### TRECHO APRESENTADO
A Lei dos Juizados Especiais, referente a delitos de menor potencial ofensivo, de há muito proporciona ao acusado a última palavra, compatibilizando, desde 1995, seu rito procedimental com os princípios constitucionais e basilares do direito processual penal.

Por isso tudo, verificado no contexto das circunstâncias atuais da situação concreta, a possibilidade de favorecimento, de qualquer forma, por lei posterior, penal ou processual material, o beneficiamento dali oriundo deve ser estendido a casos pretéritos, ainda mais quando o novel diploma for incorporado ao ordenamento jurídico durante o trâmite da ação penal.

Paralelamente, também não se pode desprezar que o tolhimento da oportunidade de o acusado ser ouvido por último, calcado na alegação de que fato se deu antes do advento da Lei nº 11.719/2008, implica, inevitavelmente, em afronta ao princípio constitucional da isonomia.

Isso porque se garantirá maior amplitude de defesa aos que cometerem crime após a vigência da Lei nº 11.719/2008, em detrimento daqueles que assim agiram antes da modificação legal.

Nesse quadrante, e constatada a paridade de circunstâncias, inafastável a adoção de tratamento idêntico.

Aristóteles já afirmava, com notória procedência, que a igualdade consiste em tratar igualmente os iguais e desigualmente os desiguais, deixando o cerne da questão voltado para a aferição de quais diferenças podem ser erigidas, validamente, em critérios distintivos justificadores de tratamentos jurídicos díspares.

E, para que as diferenciações não possam ser consideradas discriminatórias, evitando-se que se tornem fonte de privilégios e injustiças, mostra-se inadequada qualquer discricionariedade, em razão da necessidade de justificativa objetiva e razoável, de acordo com critérios e juízos valorativos genericamente aceitos, cuja exigência deve aplicar-se em relação à finalidade e efeitos da medida apreciada, devendo estar presente, nessa linha, legítima relação de proporcionalidade entre os meios empregados e o fim perseguido, sempre em conformidade com os direitos e garantias constitucionalmente protegidos.
######
### DADOS REGISTRADOS
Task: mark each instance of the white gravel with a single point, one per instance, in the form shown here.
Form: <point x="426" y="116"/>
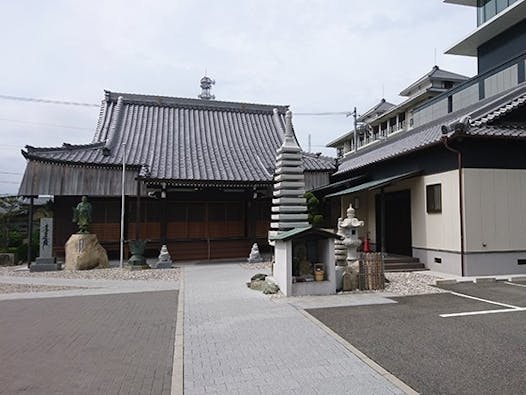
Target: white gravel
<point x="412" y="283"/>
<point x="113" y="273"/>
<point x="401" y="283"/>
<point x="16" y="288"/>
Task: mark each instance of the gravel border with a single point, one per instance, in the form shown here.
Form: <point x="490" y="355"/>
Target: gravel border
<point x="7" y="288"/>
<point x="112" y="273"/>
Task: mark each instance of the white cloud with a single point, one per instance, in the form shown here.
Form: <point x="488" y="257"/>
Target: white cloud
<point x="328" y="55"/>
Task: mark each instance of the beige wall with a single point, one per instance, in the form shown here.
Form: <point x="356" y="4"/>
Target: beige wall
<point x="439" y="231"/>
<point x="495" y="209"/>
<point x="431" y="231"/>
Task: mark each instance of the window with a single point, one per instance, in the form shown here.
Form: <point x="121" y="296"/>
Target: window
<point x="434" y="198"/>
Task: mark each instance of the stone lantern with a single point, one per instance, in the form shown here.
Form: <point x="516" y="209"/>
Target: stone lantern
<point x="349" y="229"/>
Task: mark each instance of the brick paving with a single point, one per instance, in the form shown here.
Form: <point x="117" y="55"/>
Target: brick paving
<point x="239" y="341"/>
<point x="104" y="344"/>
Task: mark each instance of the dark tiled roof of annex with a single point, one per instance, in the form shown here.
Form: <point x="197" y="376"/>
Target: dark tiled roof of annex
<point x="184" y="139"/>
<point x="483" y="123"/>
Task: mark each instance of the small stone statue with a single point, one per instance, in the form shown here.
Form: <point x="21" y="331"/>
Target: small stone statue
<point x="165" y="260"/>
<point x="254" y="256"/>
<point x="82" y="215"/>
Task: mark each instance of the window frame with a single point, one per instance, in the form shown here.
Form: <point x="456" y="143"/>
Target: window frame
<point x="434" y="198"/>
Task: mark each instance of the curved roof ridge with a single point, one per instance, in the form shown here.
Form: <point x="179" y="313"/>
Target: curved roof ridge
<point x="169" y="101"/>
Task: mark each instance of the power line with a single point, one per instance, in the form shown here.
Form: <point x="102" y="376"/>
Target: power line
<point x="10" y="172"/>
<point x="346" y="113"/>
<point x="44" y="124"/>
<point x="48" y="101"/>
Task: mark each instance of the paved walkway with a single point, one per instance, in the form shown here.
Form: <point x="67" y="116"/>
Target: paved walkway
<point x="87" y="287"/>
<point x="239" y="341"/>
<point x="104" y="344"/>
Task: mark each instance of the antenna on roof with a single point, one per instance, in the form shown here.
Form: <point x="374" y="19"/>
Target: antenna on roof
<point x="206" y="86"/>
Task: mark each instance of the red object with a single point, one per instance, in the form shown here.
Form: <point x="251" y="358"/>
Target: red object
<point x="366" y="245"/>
######
### DADOS REGISTRADOS
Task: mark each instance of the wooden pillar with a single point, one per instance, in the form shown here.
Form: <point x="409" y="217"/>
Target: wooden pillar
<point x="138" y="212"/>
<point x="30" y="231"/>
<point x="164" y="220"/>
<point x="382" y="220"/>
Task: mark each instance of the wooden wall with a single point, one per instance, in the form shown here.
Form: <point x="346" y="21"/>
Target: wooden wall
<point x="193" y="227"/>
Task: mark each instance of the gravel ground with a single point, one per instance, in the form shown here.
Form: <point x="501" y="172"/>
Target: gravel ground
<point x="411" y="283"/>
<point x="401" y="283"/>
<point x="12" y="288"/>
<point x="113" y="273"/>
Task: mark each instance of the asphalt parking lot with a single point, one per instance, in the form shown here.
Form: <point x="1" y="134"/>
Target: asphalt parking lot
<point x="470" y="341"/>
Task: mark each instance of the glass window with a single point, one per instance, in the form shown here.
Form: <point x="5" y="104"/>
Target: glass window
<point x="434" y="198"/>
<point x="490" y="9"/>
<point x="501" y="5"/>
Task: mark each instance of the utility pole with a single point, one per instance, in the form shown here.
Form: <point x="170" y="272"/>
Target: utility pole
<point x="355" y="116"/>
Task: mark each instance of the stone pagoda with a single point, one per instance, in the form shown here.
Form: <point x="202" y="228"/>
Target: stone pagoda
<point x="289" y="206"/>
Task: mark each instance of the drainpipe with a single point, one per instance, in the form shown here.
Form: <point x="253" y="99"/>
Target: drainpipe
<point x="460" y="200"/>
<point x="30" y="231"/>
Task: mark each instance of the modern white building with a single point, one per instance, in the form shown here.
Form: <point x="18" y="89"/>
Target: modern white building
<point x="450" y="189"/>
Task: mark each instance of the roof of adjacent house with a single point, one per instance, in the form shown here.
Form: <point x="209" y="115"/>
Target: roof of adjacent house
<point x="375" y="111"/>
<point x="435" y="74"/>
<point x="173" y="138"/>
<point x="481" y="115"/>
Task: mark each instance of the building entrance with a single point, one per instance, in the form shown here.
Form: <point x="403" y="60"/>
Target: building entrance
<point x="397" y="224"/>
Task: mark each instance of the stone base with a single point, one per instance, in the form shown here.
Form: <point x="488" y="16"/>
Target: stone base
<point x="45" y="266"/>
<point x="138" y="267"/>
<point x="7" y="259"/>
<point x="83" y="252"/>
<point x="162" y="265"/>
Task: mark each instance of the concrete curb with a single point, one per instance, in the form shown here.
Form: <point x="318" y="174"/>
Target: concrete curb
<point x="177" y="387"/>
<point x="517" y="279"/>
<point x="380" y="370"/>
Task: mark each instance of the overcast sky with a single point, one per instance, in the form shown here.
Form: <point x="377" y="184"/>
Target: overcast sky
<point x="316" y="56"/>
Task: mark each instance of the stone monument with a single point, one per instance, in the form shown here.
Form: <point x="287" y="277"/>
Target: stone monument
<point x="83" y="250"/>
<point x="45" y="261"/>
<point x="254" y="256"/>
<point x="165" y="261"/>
######
**ENUNCIADO DO EXERCÍCIO**
Segundo o trecho sobre a isonomia no processo penal, por que impedir que o acusado seja ouvido por último, sob a alegação de que o fato ocorreu antes da Lei nº 11.719/2008, afronta o princípio constitucional da isonomia? Responda em uma a três frases.

**RESULTADO**
Porque se garantiria maior amplitude de defesa aos que cometerem crime após a vigência da Lei nº 11.719/2008, em detrimento daqueles que agiram antes da modificação legal. Constatada a paridade de circunstâncias, impõe-se tratamento idêntico.